_Task requirements_
Could you print every record below exactly as it appears?

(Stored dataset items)
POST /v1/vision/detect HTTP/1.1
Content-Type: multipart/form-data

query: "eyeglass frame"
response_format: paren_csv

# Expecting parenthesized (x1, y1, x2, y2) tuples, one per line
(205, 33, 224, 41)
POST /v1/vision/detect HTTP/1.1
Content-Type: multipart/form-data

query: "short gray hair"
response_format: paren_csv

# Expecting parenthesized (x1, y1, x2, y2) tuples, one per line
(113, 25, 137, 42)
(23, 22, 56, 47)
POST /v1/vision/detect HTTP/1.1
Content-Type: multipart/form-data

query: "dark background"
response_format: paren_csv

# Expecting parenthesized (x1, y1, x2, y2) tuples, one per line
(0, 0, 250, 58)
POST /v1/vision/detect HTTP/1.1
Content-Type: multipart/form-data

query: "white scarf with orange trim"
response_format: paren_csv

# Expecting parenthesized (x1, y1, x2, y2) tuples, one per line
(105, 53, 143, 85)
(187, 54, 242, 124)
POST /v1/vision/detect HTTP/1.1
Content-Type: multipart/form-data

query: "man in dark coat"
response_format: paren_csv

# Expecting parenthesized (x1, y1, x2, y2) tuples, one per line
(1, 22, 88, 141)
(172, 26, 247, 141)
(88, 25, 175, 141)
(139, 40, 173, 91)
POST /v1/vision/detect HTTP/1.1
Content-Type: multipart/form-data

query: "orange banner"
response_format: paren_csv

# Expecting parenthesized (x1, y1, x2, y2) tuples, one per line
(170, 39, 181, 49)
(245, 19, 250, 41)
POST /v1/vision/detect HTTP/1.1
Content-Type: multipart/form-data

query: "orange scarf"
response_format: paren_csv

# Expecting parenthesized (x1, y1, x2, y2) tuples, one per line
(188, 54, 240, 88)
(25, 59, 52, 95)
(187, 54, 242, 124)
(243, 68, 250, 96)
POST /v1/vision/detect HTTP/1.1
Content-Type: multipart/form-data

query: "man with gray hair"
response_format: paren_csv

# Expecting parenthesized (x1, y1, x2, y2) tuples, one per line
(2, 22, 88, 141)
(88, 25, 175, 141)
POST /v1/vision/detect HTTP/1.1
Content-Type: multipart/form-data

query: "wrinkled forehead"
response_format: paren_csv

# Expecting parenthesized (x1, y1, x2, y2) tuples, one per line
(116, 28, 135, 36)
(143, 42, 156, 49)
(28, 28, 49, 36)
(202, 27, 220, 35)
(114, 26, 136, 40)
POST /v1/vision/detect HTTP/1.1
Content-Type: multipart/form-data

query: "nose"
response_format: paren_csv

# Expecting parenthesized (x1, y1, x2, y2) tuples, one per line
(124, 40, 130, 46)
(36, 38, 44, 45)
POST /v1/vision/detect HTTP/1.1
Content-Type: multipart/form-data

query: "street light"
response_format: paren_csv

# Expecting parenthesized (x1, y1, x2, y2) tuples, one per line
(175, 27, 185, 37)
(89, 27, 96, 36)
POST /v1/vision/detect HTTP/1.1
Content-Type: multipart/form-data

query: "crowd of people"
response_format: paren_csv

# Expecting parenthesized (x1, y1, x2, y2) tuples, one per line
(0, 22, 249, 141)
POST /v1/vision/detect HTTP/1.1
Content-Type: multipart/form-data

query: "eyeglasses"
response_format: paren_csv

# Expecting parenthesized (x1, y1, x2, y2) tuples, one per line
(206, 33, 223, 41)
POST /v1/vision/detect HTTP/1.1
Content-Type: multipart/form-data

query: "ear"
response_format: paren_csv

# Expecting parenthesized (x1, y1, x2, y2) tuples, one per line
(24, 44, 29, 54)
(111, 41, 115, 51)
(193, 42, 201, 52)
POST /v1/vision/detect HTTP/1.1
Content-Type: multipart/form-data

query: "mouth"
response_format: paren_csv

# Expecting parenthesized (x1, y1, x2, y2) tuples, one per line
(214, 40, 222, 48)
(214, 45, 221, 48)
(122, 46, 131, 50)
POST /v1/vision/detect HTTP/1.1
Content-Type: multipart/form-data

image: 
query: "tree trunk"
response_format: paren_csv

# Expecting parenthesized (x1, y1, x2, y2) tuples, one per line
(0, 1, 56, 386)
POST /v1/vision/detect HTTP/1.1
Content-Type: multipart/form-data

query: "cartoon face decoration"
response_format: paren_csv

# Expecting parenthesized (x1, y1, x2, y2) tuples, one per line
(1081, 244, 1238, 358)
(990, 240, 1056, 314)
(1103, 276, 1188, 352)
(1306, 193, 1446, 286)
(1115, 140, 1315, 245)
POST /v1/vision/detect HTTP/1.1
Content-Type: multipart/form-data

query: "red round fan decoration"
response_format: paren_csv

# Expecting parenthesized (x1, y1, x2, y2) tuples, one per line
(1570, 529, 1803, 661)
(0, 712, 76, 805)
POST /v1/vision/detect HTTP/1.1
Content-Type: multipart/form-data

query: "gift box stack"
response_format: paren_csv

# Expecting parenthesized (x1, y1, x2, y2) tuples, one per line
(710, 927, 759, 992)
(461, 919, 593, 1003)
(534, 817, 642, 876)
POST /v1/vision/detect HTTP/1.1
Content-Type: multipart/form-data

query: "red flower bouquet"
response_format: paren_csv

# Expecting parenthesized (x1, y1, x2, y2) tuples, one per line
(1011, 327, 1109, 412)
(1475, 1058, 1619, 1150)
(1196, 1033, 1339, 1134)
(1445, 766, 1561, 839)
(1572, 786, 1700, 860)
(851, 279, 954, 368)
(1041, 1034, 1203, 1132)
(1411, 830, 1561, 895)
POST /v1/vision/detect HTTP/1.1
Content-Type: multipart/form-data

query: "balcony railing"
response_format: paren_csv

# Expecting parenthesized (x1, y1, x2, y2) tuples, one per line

_Result of the task_
POST /v1/vision/detect HTTP/1.1
Content-Type: multipart/form-data

query: "eyeglass frame"
response_format: paren_csv

# Expecting parenthesized (x1, y1, x2, y2) tuples, one per line
(205, 33, 224, 41)
POST /v1/vision/detect HTTP/1.1
Content-Type: multipart/form-data

query: "short gray hair"
response_format: paren_csv

# Expecting parenthesized (x1, y1, x2, y2) tuples, one per line
(113, 25, 137, 42)
(23, 22, 56, 47)
POST /v1/vision/detect HTTP/1.1
Content-Type: multipart/form-data

query: "dark background"
response_format: paren_csv

# Expecting parenthesized (x1, y1, x2, y2) tuples, one per line
(0, 0, 250, 58)
POST /v1/vision/detect HTTP/1.1
Content-Type: multipart/form-data

query: "white scarf with orange trim"
response_format: paren_csv

# Expecting parenthesized (x1, y1, x2, y2) tuples, one per line
(105, 53, 143, 85)
(187, 54, 242, 124)
POST /v1/vision/detect HTTP/1.1
Content-Type: multipart/form-data

query: "man in dark coat"
response_format: paren_csv

# Expecting parenthesized (x1, y1, x2, y2) tuples, one per line
(1, 22, 88, 141)
(172, 26, 247, 141)
(88, 25, 175, 141)
(139, 40, 173, 91)
POST /v1/vision/detect HTTP/1.1
Content-Type: multipart/form-data

query: "orange banner"
response_format: paren_csv

# Expecting parenthesized (x1, y1, x2, y2) tuples, one per line
(170, 39, 181, 49)
(245, 19, 250, 41)
POST /v1/vision/detect HTTP/1.1
Content-Type: multipart/form-data

query: "orange scarf"
response_format: paren_csv

# Expecting parenthesized (x1, y1, x2, y2) tuples, one per line
(188, 54, 240, 88)
(25, 59, 52, 95)
(187, 54, 242, 124)
(243, 68, 250, 96)
POST /v1/vision/detect HTTP/1.1
Content-Type: multipart/form-data

query: "man with gray hair"
response_format: paren_csv

# Expecting parenthesized (x1, y1, x2, y2) tuples, one per line
(2, 22, 88, 141)
(88, 25, 175, 141)
POST /v1/vision/detect HTTP/1.1
Content-Type: multipart/form-data

query: "wrinkled forehead"
response_format: paren_csv

# Expecting parenthesized (x1, y1, x2, y2) tuples, one per line
(116, 28, 135, 36)
(143, 42, 156, 49)
(28, 28, 49, 36)
(202, 27, 220, 35)
(114, 26, 136, 40)
POST /v1/vision/detect HTTP/1.1
Content-Type: multipart/form-data

query: "nose"
response_format: paren_csv

# Expecting parenthesized (x1, y1, x2, y2) tuples, one per line
(124, 40, 130, 46)
(36, 38, 44, 45)
POST /v1/vision/detect HTTP/1.1
Content-Type: multipart/form-data

query: "street light"
response_format: paren_csv

# Expecting parenthesized (x1, y1, x2, y2) tuples, one per line
(175, 27, 185, 37)
(89, 27, 96, 36)
POST /v1/vision/detect HTTP/1.1
Content-Type: multipart/form-data

query: "crowd of people"
response_format: paren_csv

# Expecting parenthesized (x1, y1, x2, y2) tuples, one per line
(0, 22, 249, 141)
POST /v1/vision/detect HTTP/1.1
Content-Type: multipart/form-data

query: "eyeglasses"
response_format: paren_csv

# Expecting parenthesized (x1, y1, x2, y2) tuples, one per line
(206, 33, 223, 41)
POST /v1/vision/detect HTTP/1.1
Content-Type: multipart/form-data

query: "ear"
response_format: paren_csv

# Expecting parenthesized (x1, y1, x2, y2) tuples, one per line
(24, 44, 29, 54)
(111, 41, 115, 51)
(193, 42, 201, 52)
POST /v1/vision/detect HTTP/1.1
Content-Type: multipart/form-data

query: "mouth"
response_format: paren_csv

# Expecting parenthesized (x1, y1, x2, y2) tuples, one per line
(214, 40, 222, 48)
(214, 45, 221, 48)
(122, 46, 131, 50)
POST /v1/vision/detect HTTP/1.1
Content-Type: multipart/form-data

image: 
query: "tree trunk"
response_format: paren_csv

# Expecting parenthesized (x1, y1, x2, y2) tuples, one per line
(0, 1, 56, 386)
POST /v1/vision/detect HTTP/1.1
Content-Type: multipart/form-data

query: "cartoon face decoration"
response_format: paren_csv

# Expecting parenthesized (x1, y1, x2, y2) tuples, one per line
(1081, 244, 1238, 358)
(990, 240, 1056, 314)
(1103, 276, 1188, 352)
(1306, 193, 1446, 286)
(1115, 140, 1315, 245)
POST /v1/vision/detect HTTP/1.1
Content-Type: multipart/form-data

query: "red round fan decoration"
response_format: paren_csv

# Expecting parenthesized (x1, y1, x2, y2) tuples, one per line
(1570, 529, 1803, 661)
(0, 712, 76, 805)
POST /v1/vision/detect HTTP/1.1
Content-Type: multipart/form-data

query: "gift box stack"
response_format: paren_csv

# Expecting parenthesized (x1, y1, x2, y2) tuples, one per line
(710, 927, 759, 992)
(461, 919, 593, 1003)
(534, 817, 642, 876)
POST /v1/vision/detect HTTP/1.1
Content-Type: multipart/form-data

query: "red flower bouquet"
response_format: paren_csv

# Expecting parenthesized (x1, y1, x2, y2) tuples, one per line
(1011, 327, 1109, 412)
(1475, 1058, 1619, 1150)
(1196, 1033, 1339, 1134)
(1445, 766, 1561, 839)
(1572, 786, 1700, 860)
(851, 279, 954, 368)
(1041, 1034, 1203, 1132)
(1411, 830, 1561, 895)
POST /v1/vision/detect HTTP/1.1
Content-Type: multipart/form-data

query: "balcony railing"
response_format: paren_csv

# Expecting parenthesized (x1, y1, x2, y2) tuples, one per line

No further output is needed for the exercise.